WRITTEN EXERCISE
Here are some records; return them all exactly.

MATERIAL SHOWN
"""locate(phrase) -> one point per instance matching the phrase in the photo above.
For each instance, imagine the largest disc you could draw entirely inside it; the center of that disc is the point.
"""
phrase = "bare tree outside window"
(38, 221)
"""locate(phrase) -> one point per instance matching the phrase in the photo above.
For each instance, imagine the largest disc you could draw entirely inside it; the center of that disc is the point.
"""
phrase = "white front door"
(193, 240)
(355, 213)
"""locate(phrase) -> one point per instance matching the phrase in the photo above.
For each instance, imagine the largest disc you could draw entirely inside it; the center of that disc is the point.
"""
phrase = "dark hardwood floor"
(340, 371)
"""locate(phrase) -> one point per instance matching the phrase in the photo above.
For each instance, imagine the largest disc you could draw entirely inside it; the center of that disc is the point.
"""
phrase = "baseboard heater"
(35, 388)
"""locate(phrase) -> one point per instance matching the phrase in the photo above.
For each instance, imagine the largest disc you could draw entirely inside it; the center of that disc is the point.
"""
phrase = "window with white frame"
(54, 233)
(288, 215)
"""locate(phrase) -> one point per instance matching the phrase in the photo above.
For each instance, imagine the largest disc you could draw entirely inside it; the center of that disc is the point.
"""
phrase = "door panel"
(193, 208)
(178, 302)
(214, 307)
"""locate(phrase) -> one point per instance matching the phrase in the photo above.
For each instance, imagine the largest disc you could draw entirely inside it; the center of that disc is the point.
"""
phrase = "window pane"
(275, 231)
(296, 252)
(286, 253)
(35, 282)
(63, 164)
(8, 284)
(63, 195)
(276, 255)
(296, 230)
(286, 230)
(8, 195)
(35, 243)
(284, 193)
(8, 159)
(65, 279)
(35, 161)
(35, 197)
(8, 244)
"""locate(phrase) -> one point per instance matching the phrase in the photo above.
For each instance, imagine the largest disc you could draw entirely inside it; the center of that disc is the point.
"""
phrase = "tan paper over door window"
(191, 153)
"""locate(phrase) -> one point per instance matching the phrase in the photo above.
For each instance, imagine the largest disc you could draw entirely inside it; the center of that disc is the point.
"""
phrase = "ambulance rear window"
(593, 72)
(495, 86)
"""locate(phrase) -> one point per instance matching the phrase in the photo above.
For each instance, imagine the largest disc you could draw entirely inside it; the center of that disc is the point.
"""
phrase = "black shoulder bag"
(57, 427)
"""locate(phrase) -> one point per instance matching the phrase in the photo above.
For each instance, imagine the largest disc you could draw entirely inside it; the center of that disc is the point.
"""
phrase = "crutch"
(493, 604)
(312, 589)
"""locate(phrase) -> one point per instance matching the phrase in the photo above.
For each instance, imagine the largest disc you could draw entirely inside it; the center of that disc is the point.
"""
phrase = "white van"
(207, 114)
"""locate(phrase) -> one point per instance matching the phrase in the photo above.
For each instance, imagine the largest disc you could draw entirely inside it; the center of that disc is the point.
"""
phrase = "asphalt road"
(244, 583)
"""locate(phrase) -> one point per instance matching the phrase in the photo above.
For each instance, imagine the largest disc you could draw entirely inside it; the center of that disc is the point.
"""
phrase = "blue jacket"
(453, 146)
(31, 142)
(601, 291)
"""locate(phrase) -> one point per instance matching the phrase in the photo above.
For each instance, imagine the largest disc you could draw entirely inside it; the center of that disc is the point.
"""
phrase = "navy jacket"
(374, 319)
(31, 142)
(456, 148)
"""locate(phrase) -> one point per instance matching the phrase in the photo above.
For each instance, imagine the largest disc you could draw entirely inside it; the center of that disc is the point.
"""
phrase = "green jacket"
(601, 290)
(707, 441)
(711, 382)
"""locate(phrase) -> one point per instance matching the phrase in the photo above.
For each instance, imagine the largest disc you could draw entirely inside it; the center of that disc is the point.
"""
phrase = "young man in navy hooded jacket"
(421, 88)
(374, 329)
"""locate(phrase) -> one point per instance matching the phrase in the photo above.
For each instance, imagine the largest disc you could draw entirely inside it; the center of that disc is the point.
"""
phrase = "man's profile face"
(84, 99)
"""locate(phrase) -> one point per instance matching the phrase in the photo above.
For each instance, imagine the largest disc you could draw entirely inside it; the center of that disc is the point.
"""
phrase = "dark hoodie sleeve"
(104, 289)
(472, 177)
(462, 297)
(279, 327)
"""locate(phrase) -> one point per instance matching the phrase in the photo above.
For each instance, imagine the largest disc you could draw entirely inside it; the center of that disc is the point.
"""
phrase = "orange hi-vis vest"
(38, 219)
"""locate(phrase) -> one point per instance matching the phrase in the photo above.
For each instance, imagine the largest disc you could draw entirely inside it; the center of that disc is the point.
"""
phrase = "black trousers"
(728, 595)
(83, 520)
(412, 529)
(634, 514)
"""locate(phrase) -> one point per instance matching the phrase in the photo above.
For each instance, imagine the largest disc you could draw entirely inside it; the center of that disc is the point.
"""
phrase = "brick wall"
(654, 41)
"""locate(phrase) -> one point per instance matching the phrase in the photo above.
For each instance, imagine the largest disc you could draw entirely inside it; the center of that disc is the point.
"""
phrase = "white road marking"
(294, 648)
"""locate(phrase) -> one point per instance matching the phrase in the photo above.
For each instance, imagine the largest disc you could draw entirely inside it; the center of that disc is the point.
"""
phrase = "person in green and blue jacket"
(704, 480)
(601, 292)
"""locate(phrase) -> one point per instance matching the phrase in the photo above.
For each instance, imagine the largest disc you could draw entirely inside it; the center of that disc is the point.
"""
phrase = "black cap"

ANSWER FOR THIS EXERCISE
"""locate(phrase) -> one point per instance matching the phrase in the photo above.
For each instance, imagine the largest disc you could draw entirely inside it; the center of that disc is the point.
"""
phrase = "bare tree outside window"
(38, 221)
"""locate(phrase) -> one point per instance matching the phrase in the photo above.
For each instance, imagine the largest disc you could draw entirely inside it; the center of that disc is the point.
"""
phrase = "white front door"
(193, 240)
(355, 213)
"""locate(phrase) -> one point per instance matching the phrase in the photo above.
For each instance, imagine the largest disc you could draw entirely inside it; the center of that disc is the point.
"""
phrase = "dark hardwood floor"
(340, 371)
"""locate(phrase) -> one point per instance matching the phrase in the photo above.
For each instance, imagine the largest disc you could draw entirely inside it; the center of that disc is the point.
"""
phrase = "baseboard heater"
(35, 388)
"""locate(phrase) -> one point per instance matching the phrase in the photo above.
For each instance, imagine the largest disc you could draw entirely inside it; the center of that disc is the point.
"""
phrase = "window with white frame"
(54, 233)
(288, 215)
"""locate(phrase) -> one point per instance matching the phrase in the photo above.
For each instance, imagine the largest disc you could draw entirely inside it; the center of that disc is the point.
"""
phrase = "door panel"
(193, 208)
(178, 302)
(214, 307)
"""locate(phrase) -> one point per instance matching the phrase in the photo above.
For each instance, imagine the largest disc you could draw entirely inside it; the center of that disc is the point.
"""
phrase = "window pane"
(275, 231)
(296, 252)
(286, 253)
(35, 282)
(63, 164)
(8, 284)
(63, 195)
(276, 255)
(296, 230)
(286, 230)
(8, 195)
(35, 243)
(284, 193)
(8, 159)
(65, 279)
(35, 161)
(35, 197)
(8, 244)
"""locate(phrase) -> one point per instance matching the phrase in the photo above.
For each instance, imagine the largest disc you could draw entirely inside it; the center of that disc is the point.
"""
phrase = "tan paper over door window"
(191, 153)
"""locate(phrase) -> one point per instance matching the phrase in the photo above.
For each instance, imagine the largest disc you could draw entirely inside it; the center of that disc is the point.
"""
phrase = "ambulance rear window"
(593, 72)
(495, 86)
"""locate(phrase) -> one point per instance matching the phrase in the photo above.
For each instance, imagine the largest disc you could draw entirely inside it; the center of that disc is the point.
"""
phrase = "black shoulder bag"
(57, 427)
"""locate(phrase) -> one point per instance matching the phrase in the photo above.
For each instance, imagine the largest disc you could draw entirely inside it; the center of that disc is the point.
"""
phrase = "crutch"
(493, 604)
(312, 589)
"""locate(phrase) -> one point per instance matching the phrase in the photo above.
For each instance, imagine the largest disc you could draw entirely inside it; the center of that disc is the point.
"""
phrase = "white van"
(207, 114)
"""locate(phrase) -> one point per instance matching the phrase in the photo above.
For each instance, imagine the largest disc you could draw entirely inside it; the center of that disc is the point.
"""
phrase = "asphalt road"
(244, 583)
"""locate(phrase) -> one point per instance matching the phrase in the photo above.
For each instance, imagine the largest disc you could draw entirely inside it; the center of that disc is the point.
"""
phrase = "blue jacket"
(453, 146)
(31, 142)
(601, 291)
"""locate(phrase) -> one point per instance matching the phrase in the photo above.
For each instance, imagine the largest disc you could draw entirely inside it; the center of that disc is the point.
"""
phrase = "navy jacket"
(374, 319)
(31, 142)
(456, 148)
"""locate(phrase) -> one point per instance matching the phrase in the photo above.
For each instance, imagine the largest disc you could draw entirely inside it; the center of that disc is the point.
"""
phrase = "green jacket"
(601, 290)
(707, 441)
(711, 382)
"""locate(phrase) -> one point per instance matching the phrase in the photo above.
For each instance, imagine the largest disc you could draw entirely inside it; the center of that disc is the point.
"""
phrase = "young man in navy hooded jacket"
(421, 88)
(374, 329)
"""locate(phrase) -> one point per instance matching the phrase in the photo above.
For each instance, imagine the largest disc you could draw entirely inside it; the center of that disc is the point.
"""
phrase = "man's profile face"
(84, 99)
"""locate(phrase) -> one point per instance matching the phrase in the photo above.
For each instance, imagine the largest disc you could draw entirely inside it; the center of that disc is the point.
"""
phrase = "dark hoodie sleeve"
(104, 289)
(472, 177)
(462, 297)
(279, 327)
"""locate(phrase) -> one point per instance matching the phrase in the photo above.
For each instance, imagine the largest disc you could draw entirely inside it; the center of that disc is the point.
"""
phrase = "orange hi-vis vest"
(38, 219)
"""locate(phrase) -> one point per instance matching the phrase in the photo above.
For each instance, imagine the largest disc you could draw entirely inside it; the center of that disc is the point.
"""
phrase = "black trousers"
(728, 595)
(83, 520)
(412, 529)
(634, 514)
"""locate(phrase) -> one point per instance matching the phrase in the photo above.
For each instance, imagine the largest disc you could draw entirely inside it; the center of that disc is the point.
"""
phrase = "brick wall"
(654, 41)
"""locate(phrase) -> one point per instance matching the phrase in the photo above.
For each instance, imagine the largest disc you could draw entirely inside it; the center of that disc is the point.
"""
phrase = "white road marking"
(294, 648)
"""locate(phrase) -> one point per instance matching the phrase in the photo above.
For each instance, imagine the largest disc you could draw entirely inside it; the center of that disc is the point.
"""
phrase = "person in green and blue jacket"
(704, 480)
(601, 292)
"""locate(phrase) -> one point per instance matching the phrase in the photo above.
For each instance, imagine the largest disc you could draw entirely inside it; the center of that disc is the point.
"""
phrase = "black cap"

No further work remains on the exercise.